BEGIN RECORDS

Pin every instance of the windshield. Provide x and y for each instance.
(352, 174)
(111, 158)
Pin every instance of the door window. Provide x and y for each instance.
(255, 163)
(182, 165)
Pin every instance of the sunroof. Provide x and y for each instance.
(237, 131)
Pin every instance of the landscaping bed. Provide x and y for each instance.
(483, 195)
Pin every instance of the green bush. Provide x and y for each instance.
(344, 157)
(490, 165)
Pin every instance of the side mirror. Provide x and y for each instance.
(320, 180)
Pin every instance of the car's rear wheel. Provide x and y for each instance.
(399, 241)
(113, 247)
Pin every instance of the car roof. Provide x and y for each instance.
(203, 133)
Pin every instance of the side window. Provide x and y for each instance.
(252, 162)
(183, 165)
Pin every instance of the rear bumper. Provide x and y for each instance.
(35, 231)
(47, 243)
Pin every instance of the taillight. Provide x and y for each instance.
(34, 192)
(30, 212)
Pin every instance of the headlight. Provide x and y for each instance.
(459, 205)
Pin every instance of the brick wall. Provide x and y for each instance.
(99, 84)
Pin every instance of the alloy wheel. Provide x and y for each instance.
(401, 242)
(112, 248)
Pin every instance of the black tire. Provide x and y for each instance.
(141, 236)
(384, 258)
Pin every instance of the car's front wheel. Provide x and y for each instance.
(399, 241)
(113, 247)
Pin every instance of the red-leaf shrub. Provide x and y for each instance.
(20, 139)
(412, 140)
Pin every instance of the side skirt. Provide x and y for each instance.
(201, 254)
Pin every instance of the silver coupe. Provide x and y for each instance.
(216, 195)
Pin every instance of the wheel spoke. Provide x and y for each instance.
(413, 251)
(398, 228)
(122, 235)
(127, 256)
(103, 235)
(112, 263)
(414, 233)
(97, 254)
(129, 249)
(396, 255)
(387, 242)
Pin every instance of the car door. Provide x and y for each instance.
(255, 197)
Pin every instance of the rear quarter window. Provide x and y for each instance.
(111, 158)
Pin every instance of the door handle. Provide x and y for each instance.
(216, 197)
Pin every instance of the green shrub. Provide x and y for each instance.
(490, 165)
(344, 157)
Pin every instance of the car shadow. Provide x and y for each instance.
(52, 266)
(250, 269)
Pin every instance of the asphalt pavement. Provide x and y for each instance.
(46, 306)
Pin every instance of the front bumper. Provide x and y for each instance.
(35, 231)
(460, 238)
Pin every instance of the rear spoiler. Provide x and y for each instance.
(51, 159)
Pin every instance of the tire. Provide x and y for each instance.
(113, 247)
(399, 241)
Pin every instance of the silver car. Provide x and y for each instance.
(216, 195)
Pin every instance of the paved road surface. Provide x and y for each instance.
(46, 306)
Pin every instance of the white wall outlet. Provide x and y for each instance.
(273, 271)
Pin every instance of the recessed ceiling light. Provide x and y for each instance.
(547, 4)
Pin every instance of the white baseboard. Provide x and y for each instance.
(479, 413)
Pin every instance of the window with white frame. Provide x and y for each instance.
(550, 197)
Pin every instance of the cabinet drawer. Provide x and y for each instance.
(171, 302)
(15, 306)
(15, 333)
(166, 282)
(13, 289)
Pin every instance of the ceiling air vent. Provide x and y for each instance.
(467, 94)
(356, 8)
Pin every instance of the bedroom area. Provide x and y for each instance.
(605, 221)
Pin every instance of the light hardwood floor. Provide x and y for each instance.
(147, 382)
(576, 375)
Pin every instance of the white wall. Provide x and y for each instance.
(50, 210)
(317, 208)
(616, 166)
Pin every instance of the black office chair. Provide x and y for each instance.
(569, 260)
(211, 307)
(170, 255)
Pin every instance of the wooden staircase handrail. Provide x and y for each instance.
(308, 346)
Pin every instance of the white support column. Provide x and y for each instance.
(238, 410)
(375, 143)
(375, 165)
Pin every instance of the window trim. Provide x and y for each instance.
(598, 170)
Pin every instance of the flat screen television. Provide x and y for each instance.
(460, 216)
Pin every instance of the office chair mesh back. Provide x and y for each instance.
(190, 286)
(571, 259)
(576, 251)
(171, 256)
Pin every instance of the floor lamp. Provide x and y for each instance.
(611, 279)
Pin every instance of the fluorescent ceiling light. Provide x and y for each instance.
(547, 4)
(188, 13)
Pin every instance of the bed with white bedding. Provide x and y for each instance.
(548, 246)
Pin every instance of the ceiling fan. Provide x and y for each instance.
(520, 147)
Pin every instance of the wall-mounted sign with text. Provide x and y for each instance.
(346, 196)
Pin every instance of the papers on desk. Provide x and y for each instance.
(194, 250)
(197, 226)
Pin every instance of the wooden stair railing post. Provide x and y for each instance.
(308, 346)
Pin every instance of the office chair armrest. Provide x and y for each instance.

END RECORDS

DIRECTIONS FOR THIS TASK — Copy only the stretch running from the line containing "Pin every instance of the wooden staircase" to the final line of the entries, both ends included, exactly as it stands.

TASK SOLUTION —
Pin every instance of the wooden staircase handrail. Provide x and y for each instance.
(308, 346)
Pin every instance of the white support column. Provide x and y for each instance.
(238, 410)
(375, 143)
(375, 165)
Pin every instance of the window trim. Provide x and y for each instance.
(598, 170)
Pin every instance of the flat screen television. Provide x and y for each instance.
(460, 216)
Pin every instance of the office chair mesh back. Provide x and y for each instance.
(190, 286)
(571, 259)
(576, 251)
(171, 256)
Pin every instance of the floor lamp. Provide x and y for each instance.
(611, 279)
Pin every instance of the fluorescent ceiling light. Provide x and y for each instance.
(547, 4)
(188, 13)
Pin every instance of the bed with white bedding. Provide x and y for each instance.
(548, 246)
Pin every instance of the ceiling fan. Provide x and y for each instance.
(520, 147)
Pin every instance of the wall-mounted sign with text. Provide x and y for each instance.
(346, 196)
Pin every instance of the papers on desk. Provide x and y for each instance.
(194, 250)
(197, 226)
Pin every instance of the wooden stair railing post. Provide x and y for each instance.
(308, 346)
Pin every instance of the office chair armrest. Provide x and y for each instance.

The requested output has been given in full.